> _GOAL OF THE EXERCISE_:
Copy every line of the listing below word for word, and leave the pictures out of your answer.

[Begin PROVIDED RECORDS]

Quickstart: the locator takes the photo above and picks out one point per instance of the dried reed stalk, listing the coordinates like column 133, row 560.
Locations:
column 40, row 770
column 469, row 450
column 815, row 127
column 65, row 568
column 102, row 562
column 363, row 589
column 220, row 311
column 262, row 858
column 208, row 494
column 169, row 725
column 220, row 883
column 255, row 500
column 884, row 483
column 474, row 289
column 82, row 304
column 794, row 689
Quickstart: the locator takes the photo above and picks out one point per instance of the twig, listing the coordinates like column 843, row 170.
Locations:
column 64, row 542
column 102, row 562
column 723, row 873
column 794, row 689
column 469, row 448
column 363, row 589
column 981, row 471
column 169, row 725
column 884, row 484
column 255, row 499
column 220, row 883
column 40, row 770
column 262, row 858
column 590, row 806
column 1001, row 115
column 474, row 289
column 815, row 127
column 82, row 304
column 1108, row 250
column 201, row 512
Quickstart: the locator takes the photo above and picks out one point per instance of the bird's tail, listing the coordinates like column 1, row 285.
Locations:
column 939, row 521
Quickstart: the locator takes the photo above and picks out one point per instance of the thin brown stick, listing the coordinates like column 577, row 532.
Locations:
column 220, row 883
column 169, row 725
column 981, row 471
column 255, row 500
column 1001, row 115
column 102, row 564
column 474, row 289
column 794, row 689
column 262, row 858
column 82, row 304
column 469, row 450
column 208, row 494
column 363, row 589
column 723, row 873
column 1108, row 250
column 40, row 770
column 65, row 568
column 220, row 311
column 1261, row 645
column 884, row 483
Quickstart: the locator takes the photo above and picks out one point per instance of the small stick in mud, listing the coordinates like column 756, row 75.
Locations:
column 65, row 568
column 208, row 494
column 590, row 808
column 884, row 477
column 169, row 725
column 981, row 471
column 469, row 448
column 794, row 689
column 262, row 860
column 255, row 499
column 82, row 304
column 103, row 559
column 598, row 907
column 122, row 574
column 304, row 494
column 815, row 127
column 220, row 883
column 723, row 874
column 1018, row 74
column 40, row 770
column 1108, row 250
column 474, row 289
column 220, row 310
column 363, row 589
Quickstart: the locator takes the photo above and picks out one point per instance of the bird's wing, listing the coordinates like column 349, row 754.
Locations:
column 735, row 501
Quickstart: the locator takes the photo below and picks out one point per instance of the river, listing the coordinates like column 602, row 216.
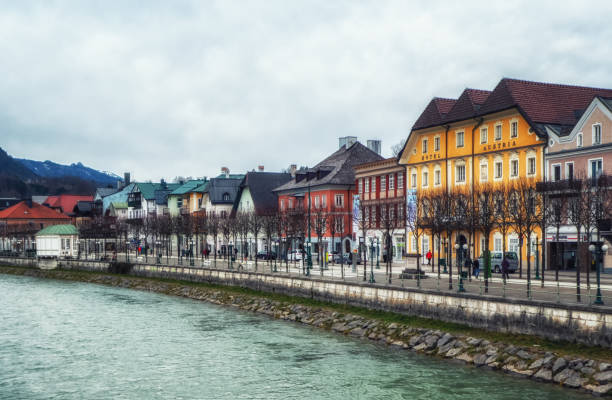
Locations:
column 67, row 340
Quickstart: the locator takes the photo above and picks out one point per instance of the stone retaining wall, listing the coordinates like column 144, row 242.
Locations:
column 581, row 324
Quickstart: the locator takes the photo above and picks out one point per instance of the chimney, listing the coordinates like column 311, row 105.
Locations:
column 374, row 145
column 347, row 141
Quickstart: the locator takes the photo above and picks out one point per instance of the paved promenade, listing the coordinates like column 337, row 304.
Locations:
column 562, row 291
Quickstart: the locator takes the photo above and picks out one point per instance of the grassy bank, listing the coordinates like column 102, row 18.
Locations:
column 566, row 349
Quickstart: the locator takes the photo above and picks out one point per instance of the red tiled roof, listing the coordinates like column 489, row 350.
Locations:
column 467, row 105
column 434, row 113
column 22, row 211
column 540, row 103
column 66, row 202
column 546, row 103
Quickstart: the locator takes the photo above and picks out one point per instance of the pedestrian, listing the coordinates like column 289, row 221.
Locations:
column 476, row 268
column 505, row 268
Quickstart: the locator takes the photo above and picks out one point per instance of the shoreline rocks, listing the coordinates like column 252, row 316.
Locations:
column 588, row 375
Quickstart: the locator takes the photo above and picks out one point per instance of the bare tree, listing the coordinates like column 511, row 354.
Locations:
column 319, row 220
column 256, row 224
column 485, row 196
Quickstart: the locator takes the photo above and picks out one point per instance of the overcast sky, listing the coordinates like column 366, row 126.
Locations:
column 164, row 88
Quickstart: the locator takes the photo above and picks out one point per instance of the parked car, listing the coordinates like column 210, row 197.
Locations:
column 496, row 259
column 295, row 255
column 262, row 255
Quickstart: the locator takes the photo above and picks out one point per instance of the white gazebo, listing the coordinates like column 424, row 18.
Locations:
column 57, row 241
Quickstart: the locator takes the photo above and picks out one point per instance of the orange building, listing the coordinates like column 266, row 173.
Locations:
column 487, row 137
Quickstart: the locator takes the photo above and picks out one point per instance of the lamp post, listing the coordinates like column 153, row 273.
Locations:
column 378, row 253
column 597, row 254
column 372, row 261
column 460, row 251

[End PROVIDED RECORDS]

> _WRITTEN SOLUTION_:
Quickstart: the locator takes the photo above and picks out one point per instance of the dried reed stalk, listing the coordinates like column 133, row 560.
Locations:
column 40, row 770
column 469, row 450
column 815, row 127
column 65, row 568
column 102, row 562
column 363, row 589
column 220, row 311
column 262, row 858
column 208, row 494
column 169, row 725
column 220, row 883
column 255, row 500
column 884, row 483
column 474, row 289
column 82, row 304
column 794, row 689
Quickstart: the locator takes the photo above and picks out one point per instance of the twig, listing the coordinates like column 843, row 170.
Locations:
column 64, row 542
column 102, row 562
column 723, row 873
column 794, row 689
column 469, row 448
column 363, row 589
column 981, row 471
column 169, row 725
column 884, row 484
column 255, row 499
column 220, row 883
column 40, row 770
column 262, row 858
column 590, row 806
column 1001, row 115
column 474, row 289
column 815, row 127
column 82, row 304
column 1108, row 250
column 201, row 512
Quickstart: the locator takes the photo above and picks out one point per instance of the bird's tail, listing the coordinates like column 1, row 285.
Locations:
column 939, row 521
Quickstart: the locator takes the photo above and picks out one point per instance of the thin brown stick, listing the coordinates like column 577, row 532.
Locations:
column 220, row 883
column 169, row 725
column 981, row 471
column 255, row 500
column 1001, row 115
column 102, row 564
column 474, row 289
column 794, row 689
column 262, row 858
column 82, row 304
column 469, row 450
column 208, row 494
column 363, row 589
column 723, row 873
column 1108, row 250
column 40, row 770
column 65, row 568
column 220, row 311
column 1261, row 645
column 884, row 483
Quickstart: the locator takes the photo above and picks out one point per instance of the small stick in mud, listing the coordinates like column 756, row 75.
Locations:
column 65, row 568
column 208, row 494
column 590, row 808
column 884, row 477
column 169, row 725
column 981, row 471
column 469, row 448
column 794, row 689
column 262, row 860
column 255, row 499
column 82, row 304
column 103, row 559
column 598, row 907
column 122, row 574
column 304, row 494
column 815, row 127
column 220, row 883
column 723, row 874
column 1018, row 74
column 40, row 770
column 1108, row 250
column 474, row 289
column 220, row 310
column 363, row 589
Quickstart: the locator takes the photo above and picks out one point per instance of the bird's wing, listing the coordinates like column 349, row 754.
Locations:
column 735, row 501
Quickstart: the locator takes the photo below and picks out one point per instance of the river, listing the coordinates like column 602, row 216.
Locations:
column 67, row 340
Quickstart: the locator takes the photo above and picks out one point per instance of the stone retaining wall, listing the coordinates like column 144, row 242.
Locations:
column 581, row 324
Quickstart: the locator takes the photo above and picks out one point per instance of the chimney, listing the coordinates like column 311, row 105.
Locations:
column 374, row 145
column 347, row 141
Quickstart: the locator takes the photo above and picks out one point per instance of the paved promenade, listing the coordinates like column 337, row 304.
Locations:
column 562, row 291
Quickstart: the locator takes the photo above and picks out one point per instance of the grassy bank, listing the coordinates like column 102, row 18.
Locations:
column 566, row 349
Quickstart: the locator takes the photo above and picks out one point per instance of the red tiled roof, listing the coordinates like column 489, row 350.
Locations:
column 467, row 105
column 434, row 113
column 22, row 211
column 540, row 103
column 66, row 202
column 546, row 103
Quickstart: the locator takes the photo above and picks out one point per instance of the pedestrian, listing the coordinates like column 289, row 221.
Locations:
column 476, row 268
column 505, row 268
Quickstart: the locator takes the photo above and picks out one point per instance of the shoreline rocks, listing the coordinates like column 252, row 316.
Locations:
column 588, row 375
Quickstart: the locator takes the photo above and picks out one point per instance of the bare tree, listing the coordinates like column 511, row 354.
Locations:
column 319, row 220
column 256, row 224
column 485, row 196
Quickstart: the locator takes the photo above and picks out one point per instance of the overcast sky, listing the coordinates like column 366, row 126.
Locations:
column 164, row 88
Quickstart: the locator takes the photo above and picks out one point per instance of the parked car, listing the coordinates like column 210, row 197.
Locations:
column 496, row 259
column 295, row 255
column 262, row 255
Quickstart: the locator takes the photo above and picks out one point per instance of the white gazebo, listing the coordinates like column 424, row 18.
Locations:
column 57, row 241
Quickstart: the locator takes the photo above and picks out one point per instance of the orange building, listing the coordinates like column 266, row 173.
Locations:
column 487, row 137
Quickstart: the locator takes the photo above and picks out one point per instance of the lamp post, listing the coordinates like column 153, row 273.
Locations:
column 378, row 253
column 597, row 254
column 372, row 261
column 460, row 251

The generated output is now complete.